## Required action
For every record below, repeat the text exactly and pass over any image.

## Data supplied
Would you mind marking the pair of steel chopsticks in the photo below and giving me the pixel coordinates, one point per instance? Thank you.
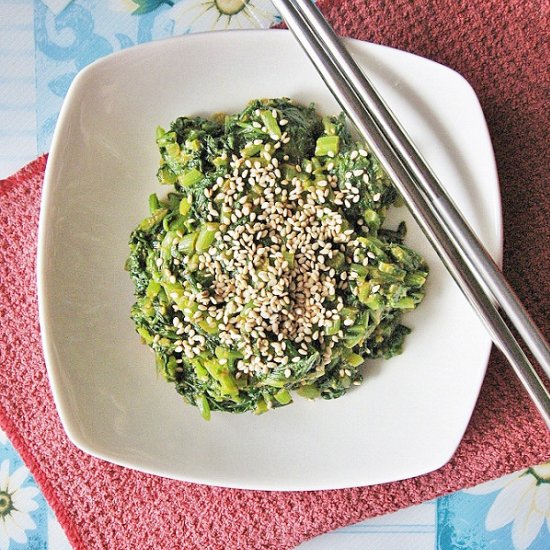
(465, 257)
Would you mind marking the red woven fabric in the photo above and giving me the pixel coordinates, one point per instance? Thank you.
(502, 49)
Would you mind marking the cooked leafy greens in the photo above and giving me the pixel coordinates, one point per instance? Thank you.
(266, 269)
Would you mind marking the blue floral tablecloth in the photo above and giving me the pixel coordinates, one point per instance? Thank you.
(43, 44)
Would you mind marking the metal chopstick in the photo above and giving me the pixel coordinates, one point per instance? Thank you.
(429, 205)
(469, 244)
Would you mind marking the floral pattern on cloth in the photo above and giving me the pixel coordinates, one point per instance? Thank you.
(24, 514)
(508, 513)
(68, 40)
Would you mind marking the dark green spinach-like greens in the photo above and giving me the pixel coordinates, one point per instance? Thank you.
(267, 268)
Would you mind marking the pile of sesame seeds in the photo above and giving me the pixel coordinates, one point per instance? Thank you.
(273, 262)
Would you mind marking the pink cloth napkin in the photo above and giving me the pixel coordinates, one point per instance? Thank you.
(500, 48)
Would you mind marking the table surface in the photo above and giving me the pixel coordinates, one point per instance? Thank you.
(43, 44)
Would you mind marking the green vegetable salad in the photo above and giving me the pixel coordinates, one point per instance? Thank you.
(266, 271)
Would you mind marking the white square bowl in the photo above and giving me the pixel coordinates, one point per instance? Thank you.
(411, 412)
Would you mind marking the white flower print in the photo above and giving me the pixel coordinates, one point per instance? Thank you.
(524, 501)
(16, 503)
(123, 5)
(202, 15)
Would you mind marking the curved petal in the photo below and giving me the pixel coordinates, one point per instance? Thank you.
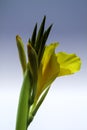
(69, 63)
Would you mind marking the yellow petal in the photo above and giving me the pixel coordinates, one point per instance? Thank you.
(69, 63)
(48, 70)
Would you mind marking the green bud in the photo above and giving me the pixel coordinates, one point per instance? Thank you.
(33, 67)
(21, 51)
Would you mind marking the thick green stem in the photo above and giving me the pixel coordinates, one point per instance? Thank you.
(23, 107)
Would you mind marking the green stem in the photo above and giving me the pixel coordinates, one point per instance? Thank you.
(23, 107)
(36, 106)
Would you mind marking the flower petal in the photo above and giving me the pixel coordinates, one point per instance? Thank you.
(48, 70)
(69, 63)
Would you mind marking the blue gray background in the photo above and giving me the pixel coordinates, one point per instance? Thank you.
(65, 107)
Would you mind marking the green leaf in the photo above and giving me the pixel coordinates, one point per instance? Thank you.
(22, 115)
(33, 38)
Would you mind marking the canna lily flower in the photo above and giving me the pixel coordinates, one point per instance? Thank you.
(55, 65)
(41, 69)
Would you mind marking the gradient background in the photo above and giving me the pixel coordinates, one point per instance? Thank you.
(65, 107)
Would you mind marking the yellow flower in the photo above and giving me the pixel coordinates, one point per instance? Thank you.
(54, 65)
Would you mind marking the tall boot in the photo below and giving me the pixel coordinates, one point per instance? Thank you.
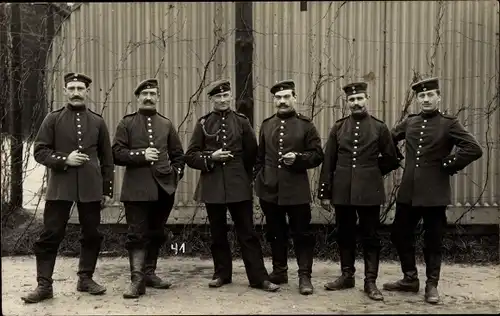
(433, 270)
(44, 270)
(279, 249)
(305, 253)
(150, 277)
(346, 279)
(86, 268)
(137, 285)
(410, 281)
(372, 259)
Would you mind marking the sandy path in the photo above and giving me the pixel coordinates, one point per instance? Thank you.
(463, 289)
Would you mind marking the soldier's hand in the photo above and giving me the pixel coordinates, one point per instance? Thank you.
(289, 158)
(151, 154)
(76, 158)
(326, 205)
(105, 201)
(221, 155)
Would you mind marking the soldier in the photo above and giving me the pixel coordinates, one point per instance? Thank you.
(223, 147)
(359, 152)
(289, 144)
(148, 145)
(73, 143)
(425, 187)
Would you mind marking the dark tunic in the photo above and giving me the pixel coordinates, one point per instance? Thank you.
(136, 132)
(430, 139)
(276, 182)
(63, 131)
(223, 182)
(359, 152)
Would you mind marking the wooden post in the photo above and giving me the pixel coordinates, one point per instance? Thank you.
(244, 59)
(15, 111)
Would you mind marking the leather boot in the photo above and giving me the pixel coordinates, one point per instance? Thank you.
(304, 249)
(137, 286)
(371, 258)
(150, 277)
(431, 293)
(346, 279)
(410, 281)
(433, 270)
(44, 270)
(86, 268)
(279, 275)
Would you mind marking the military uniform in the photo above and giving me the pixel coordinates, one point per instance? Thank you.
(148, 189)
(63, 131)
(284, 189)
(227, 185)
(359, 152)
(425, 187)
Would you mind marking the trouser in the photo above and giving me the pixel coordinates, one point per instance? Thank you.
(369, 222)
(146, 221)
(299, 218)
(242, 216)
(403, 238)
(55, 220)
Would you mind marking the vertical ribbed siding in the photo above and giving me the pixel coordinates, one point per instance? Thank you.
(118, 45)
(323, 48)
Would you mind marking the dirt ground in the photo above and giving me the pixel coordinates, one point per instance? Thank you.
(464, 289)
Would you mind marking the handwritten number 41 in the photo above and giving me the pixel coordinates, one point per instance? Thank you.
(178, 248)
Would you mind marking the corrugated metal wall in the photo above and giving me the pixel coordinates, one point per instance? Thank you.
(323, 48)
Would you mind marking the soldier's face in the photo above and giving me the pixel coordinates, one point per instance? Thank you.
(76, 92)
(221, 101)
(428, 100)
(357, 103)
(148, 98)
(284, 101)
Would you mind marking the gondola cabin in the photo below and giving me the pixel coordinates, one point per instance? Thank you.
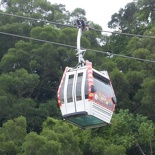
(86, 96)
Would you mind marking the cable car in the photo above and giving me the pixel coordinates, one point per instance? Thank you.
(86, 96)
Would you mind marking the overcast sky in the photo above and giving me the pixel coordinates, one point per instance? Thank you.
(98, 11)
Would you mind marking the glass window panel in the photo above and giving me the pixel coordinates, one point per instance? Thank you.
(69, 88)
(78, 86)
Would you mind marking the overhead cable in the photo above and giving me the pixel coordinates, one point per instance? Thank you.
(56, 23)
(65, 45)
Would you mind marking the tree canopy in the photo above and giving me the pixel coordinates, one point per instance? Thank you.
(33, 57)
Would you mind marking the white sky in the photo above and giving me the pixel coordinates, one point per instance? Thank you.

## Solved problem
Would you mind marking the pair of steel chopsticks in the photo below and giving me the pixel coordinates, one point per instance? Thank you.
(465, 257)
Would you mind marking the red woven fabric in the photo above and giving me the pixel coordinates, one point per instance? Thank you.
(502, 49)
Would you mind marking the cooked leafy greens in the photo above and giving me the pixel coordinates, one point per instance? Thank you.
(266, 269)
Would you mind marking the blue floral tablecloth in the photo above and giving me the pixel coordinates, one point per instance? Thank you.
(43, 44)
Would you mind marking the metal chopstick in the photo above and giving me the pixel coordinates, one point per instance? Thank you.
(429, 205)
(469, 244)
Would you mind marking the floral pattern on cloth in the photo above and giving me the pixel coordinates, one point per instance? Thank you.
(24, 514)
(508, 513)
(68, 40)
Would you mind marking the dark green spinach-like greens in the photo above and giving me the pixel coordinates, one point per instance? Thank you.
(267, 268)
Would you mind marking the pile of sesame seeds in the photo above and giving me the pixel coordinates, one point per instance? Thank you.
(273, 262)
Would you mind marking the pink cloth napkin in the photo above and giving me the pixel coordinates, one point per instance? Thank you.
(500, 48)
Would you mind marking the table surface in the photo above and giving me the pixel coordinates, one point per instance? Thank you.
(43, 44)
Would you mind marking the green vegetable salad in the photo above and giving me the pixel coordinates, one point per instance? Thank you.
(266, 271)
Would you mind marking the white square bowl in the photo above and giving me the pixel coordinates, one point per instance? Thank you.
(411, 412)
Would you mind marking the white flower print in the photo above and giving me the pixel coordinates, one point per instance? Thank you.
(524, 501)
(16, 503)
(123, 5)
(202, 15)
Would you mind marking the curved petal in the photo below and giving me the pixel coordinates, one point per instance? Thank you.
(69, 63)
Would you mind marking the yellow petal in the photo above and giving me the pixel coordinates, one point per instance? Thank you.
(69, 63)
(48, 70)
Would you mind marking the green bud in the photo above and giving me the pixel coordinates, one point per instance? Thank you.
(33, 67)
(21, 51)
Would you mind marking the thick green stem in the photo above and giving me the pixel coordinates, one point per instance? Thank you.
(23, 107)
Would you mind marking the green stem in the photo above and giving me the pixel coordinates, one point per instance? Thank you.
(23, 107)
(36, 106)
Would you mind marking the flower petal in the photo above and giving me the pixel coordinates, one point per instance? Thank you.
(48, 70)
(69, 63)
Would you mind marking the blue gray background in the photo above and giving me the pixel coordinates, one point per instance? Thank you.
(65, 107)
Would you mind marking the green leaf in the photo above and giving me the pixel coordinates, one point per instance? Thank you.
(22, 115)
(33, 38)
Would you mind marking the canna lily flower in the photo above and giving me the pixel coordinates, one point per instance? Thank you.
(55, 65)
(41, 69)
Would you mind marking the gradient background in the photo above and giving me the pixel coordinates, one point per instance? Thank you.
(65, 107)
Would you mind marking the yellow flower in the photo above and giving me the pixel coordinates, one point per instance? Thank you.
(54, 65)
Would you mind marking the tall boot in the photo below and giving me the pixel coordinates, one point per instance? Thank you.
(433, 270)
(44, 270)
(279, 249)
(305, 253)
(150, 277)
(346, 279)
(86, 268)
(137, 285)
(410, 281)
(372, 259)
Would you mind marking the sandy path in the photo above and giving me the pixel coordinates, one point per instance? Thank you.
(463, 289)
Would you mind marking the soldier's hand in the photo above and giving me the pixel coordinates, one point per instance? Thank you.
(289, 158)
(151, 154)
(76, 158)
(326, 205)
(105, 201)
(221, 155)
Would you mind marking the soldier in the photo above and giving me the pixel coordinates, one point per instance? Thank you.
(223, 147)
(359, 152)
(289, 144)
(148, 145)
(73, 143)
(425, 187)
Would you mind marking the dark tunic in the photo above and giving me the pixel coordinates, one point per instance? Thank you.
(136, 132)
(430, 139)
(276, 182)
(63, 131)
(223, 182)
(359, 152)
Would you mind marking the wooden post in the photo above and giving me the pixel coordinates, one point per instance? Thank you.
(244, 59)
(15, 111)
Would you mind marking the leather boot in the photo above and giving me the pixel coordinates, one point per instance? Thank you.
(304, 249)
(137, 286)
(371, 258)
(150, 277)
(431, 293)
(346, 279)
(410, 281)
(433, 270)
(44, 270)
(86, 268)
(279, 275)
Would you mind marking the military uniform in the photo above and giving me the pixel coordinates, one point per instance? Thank you.
(148, 189)
(63, 131)
(284, 189)
(227, 185)
(359, 152)
(425, 187)
Would you mind marking the trouser in the photo above and giving me the pixel coordinates, one point per instance? Thank you.
(369, 222)
(146, 221)
(299, 218)
(242, 216)
(403, 238)
(55, 220)
Would you mind marking the vertical ribbed siding in the photo above and giving me the pixel coordinates, one point per instance? Thank you.
(118, 45)
(323, 48)
Would you mind marking the dirt ground in the photo above and giving me the pixel coordinates, one point per instance? Thank you.
(464, 289)
Would you mind marking the handwritten number 41 in the photo above and giving me the pixel coordinates, one point per instance? Thank you.
(178, 248)
Would you mind marking the corrugated metal wall in the photo above and giving me the pixel coordinates, one point per instance? Thank you.
(323, 48)
Would you mind marking the soldier's face in the photo above and giving me the pixel coordinates, one point per instance? Thank you.
(76, 92)
(221, 101)
(428, 100)
(357, 103)
(148, 98)
(284, 101)
Would you mind marking the gondola cabin in the photo below and giving me the pixel coordinates, one point per instance? Thank you.
(86, 96)
Would you mind marking the cable car in the photo above and giving me the pixel coordinates, one point per instance? Thank you.
(86, 96)
Would you mind marking the overcast sky in the photo above and giving me the pixel coordinates, one point per instance? Thank you.
(98, 11)
Would you mind marking the glass window panel in the photo above and giving me the pixel coordinates, one point per instance? Thank you.
(69, 88)
(78, 86)
Would you mind marking the overhead cable in the photo above and giving me the pixel coordinates, one point per instance? Thank you.
(56, 23)
(65, 45)
Would you mind marking the tree canopy in the photo above and giving me the pixel coordinates, one point per instance? Thank you.
(33, 57)
Would you mind marking the white sky in the photo above and giving me the pixel coordinates, one point per instance? Thank you.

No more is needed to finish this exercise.